> Using the information:
1. According to the article on workplace training, how long was on-the-job training on average?
2. Name every component of preparation time that the article on workplace training lists.
3. Go on with the article on workplace training, starting after its last sentence.

> Selected text:
>>>>>
As the U.S. job market continues to tighten with the national unemployment rate at 4%, employers are spending more time training new hires as they enter the workforce or switch jobs, according to new data from the U.S. Bureau of Labor Statistics.
The new report, issued on Feb. 21, shows that on-the-job training was required for a whopping 76.8% of all civilian workers in 2018, The average length of that training was 34 days, the study shows.
The preparation time required for a typical worker to learn the techniques, acquire the information, and develop the facility needed for average performance in a specific job can range between a short orientation demonstration to more than 10 years. Preparation time includes formal education, pre-employment training, on-the-job training, and prior work experience.
BLS data shows approximately 31.5% of workers had preparation time requirements that included more than a short demonstration and up to one month of preparation and 19% were required to have between 2 years and 4 years of preparation time.
High school was the most common minimum education level for workers in 2018, with 40.7% of jobs requiring at least a high school diploma. There was no minimum education level required for 31.5% of jobs, while a bachelor’s degree was required for 17.9% of workers.
Of the 76.8% of workers in the civilian labor people needing on-the-job training in 2018, prior work experience was required for 47% of workers and 33% of those new hires were required to have completed pre-employment training.
Among the occupations with high on-the-job training requirements, prior work experience was required for 84.3% of accountants, with another 68.3% requiring on-the-job training. The majority, or 92%, of accountants required a bachelor’s degree.
<<<<<
> Entries supplied:
>>>>>
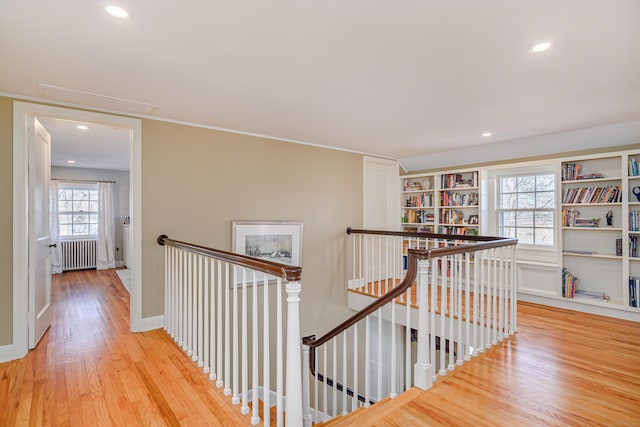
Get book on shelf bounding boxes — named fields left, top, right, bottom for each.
left=440, top=172, right=478, bottom=189
left=440, top=191, right=478, bottom=206
left=629, top=277, right=640, bottom=308
left=629, top=157, right=640, bottom=176
left=562, top=185, right=622, bottom=204
left=629, top=236, right=640, bottom=258
left=562, top=268, right=579, bottom=298
left=573, top=218, right=600, bottom=228
left=629, top=211, right=640, bottom=231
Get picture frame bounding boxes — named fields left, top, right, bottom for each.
left=231, top=221, right=303, bottom=281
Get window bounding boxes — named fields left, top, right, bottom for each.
left=498, top=172, right=556, bottom=246
left=58, top=184, right=98, bottom=238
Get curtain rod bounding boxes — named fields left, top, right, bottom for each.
left=51, top=179, right=116, bottom=184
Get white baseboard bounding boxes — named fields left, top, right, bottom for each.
left=135, top=315, right=164, bottom=332
left=0, top=344, right=25, bottom=363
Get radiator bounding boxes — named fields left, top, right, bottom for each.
left=60, top=240, right=98, bottom=271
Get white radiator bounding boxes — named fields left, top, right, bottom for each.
left=60, top=240, right=98, bottom=271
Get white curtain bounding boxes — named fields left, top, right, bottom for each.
left=96, top=182, right=116, bottom=270
left=49, top=181, right=62, bottom=274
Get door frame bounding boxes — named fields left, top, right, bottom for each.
left=13, top=101, right=142, bottom=359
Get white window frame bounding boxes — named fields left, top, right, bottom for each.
left=56, top=182, right=100, bottom=240
left=490, top=164, right=561, bottom=264
left=496, top=170, right=558, bottom=248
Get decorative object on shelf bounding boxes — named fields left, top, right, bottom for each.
left=231, top=221, right=302, bottom=280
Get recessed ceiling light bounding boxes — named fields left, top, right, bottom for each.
left=106, top=5, right=129, bottom=18
left=529, top=41, right=553, bottom=53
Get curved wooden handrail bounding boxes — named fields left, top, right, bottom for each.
left=347, top=224, right=503, bottom=242
left=157, top=234, right=302, bottom=282
left=302, top=228, right=518, bottom=348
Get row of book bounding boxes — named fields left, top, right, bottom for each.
left=407, top=193, right=433, bottom=208
left=629, top=236, right=640, bottom=258
left=438, top=226, right=478, bottom=236
left=629, top=157, right=640, bottom=176
left=562, top=185, right=622, bottom=204
left=562, top=209, right=600, bottom=227
left=440, top=172, right=478, bottom=188
left=402, top=210, right=434, bottom=224
left=562, top=268, right=579, bottom=298
left=629, top=277, right=640, bottom=308
left=440, top=191, right=478, bottom=206
left=629, top=211, right=640, bottom=231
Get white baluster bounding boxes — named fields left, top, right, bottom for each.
left=464, top=252, right=471, bottom=362
left=404, top=286, right=412, bottom=391
left=342, top=331, right=349, bottom=415
left=376, top=308, right=382, bottom=400
left=251, top=271, right=258, bottom=425
left=240, top=268, right=249, bottom=415
left=276, top=278, right=284, bottom=427
left=510, top=245, right=518, bottom=335
left=351, top=323, right=360, bottom=411
left=231, top=266, right=240, bottom=405
left=429, top=256, right=442, bottom=381
left=262, top=274, right=270, bottom=426
left=390, top=298, right=398, bottom=399
left=202, top=254, right=214, bottom=374
left=286, top=282, right=302, bottom=426
left=193, top=255, right=203, bottom=368
left=216, top=261, right=224, bottom=387
left=331, top=337, right=338, bottom=417
left=322, top=343, right=329, bottom=417
left=364, top=316, right=371, bottom=408
left=439, top=256, right=449, bottom=377
left=302, top=344, right=313, bottom=427
left=224, top=262, right=232, bottom=396
left=413, top=260, right=432, bottom=390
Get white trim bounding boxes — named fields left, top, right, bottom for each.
left=13, top=101, right=142, bottom=359
left=0, top=344, right=24, bottom=363
left=0, top=92, right=396, bottom=161
left=132, top=314, right=164, bottom=332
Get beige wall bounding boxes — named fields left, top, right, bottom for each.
left=0, top=97, right=362, bottom=346
left=142, top=120, right=362, bottom=335
left=0, top=97, right=13, bottom=346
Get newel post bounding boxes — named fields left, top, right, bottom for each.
left=285, top=282, right=302, bottom=427
left=413, top=260, right=432, bottom=390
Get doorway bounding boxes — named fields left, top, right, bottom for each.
left=13, top=101, right=146, bottom=358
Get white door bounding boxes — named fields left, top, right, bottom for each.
left=27, top=117, right=52, bottom=348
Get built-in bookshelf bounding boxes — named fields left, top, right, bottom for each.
left=400, top=175, right=435, bottom=232
left=400, top=170, right=480, bottom=235
left=560, top=152, right=640, bottom=310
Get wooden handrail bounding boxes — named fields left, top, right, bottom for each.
left=302, top=228, right=518, bottom=347
left=157, top=234, right=302, bottom=282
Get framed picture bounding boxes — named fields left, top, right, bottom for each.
left=231, top=221, right=302, bottom=274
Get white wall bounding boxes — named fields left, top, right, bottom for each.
left=51, top=166, right=130, bottom=262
<<<<<
> Responses to the tasks:
1. 34 days.

2. Formal education, pre-employment training, on-the-job training, and prior work experience.

3.
For management occupations, the most common minimum education level required was also a bachelor’s degree. Most workers in food preparation and serving related occupations, or 81.4%, did not have a minimum education level requirement. A high school diploma was required for only 18.1% of workers in that occupation.
The BLS data noted that over half, or 55.3%, of workers in production occupations were required to have a high school diploma. Post-employment training was required for 86.6% of these employees in that field of work.
To view the occupational report culled by BLS, which is the statistical research arm of the U.S. Labor Department, click here.
Last month, total nonfarm payroll employment increased by 304,000 in January, and the unemployment rate edged up a tenth of a percentage point to 4%. Job gains occurred in several industries, including leisure and hospitality, construction, health care, and transportation and warehousing. U.S. job data for February will be released on Friday.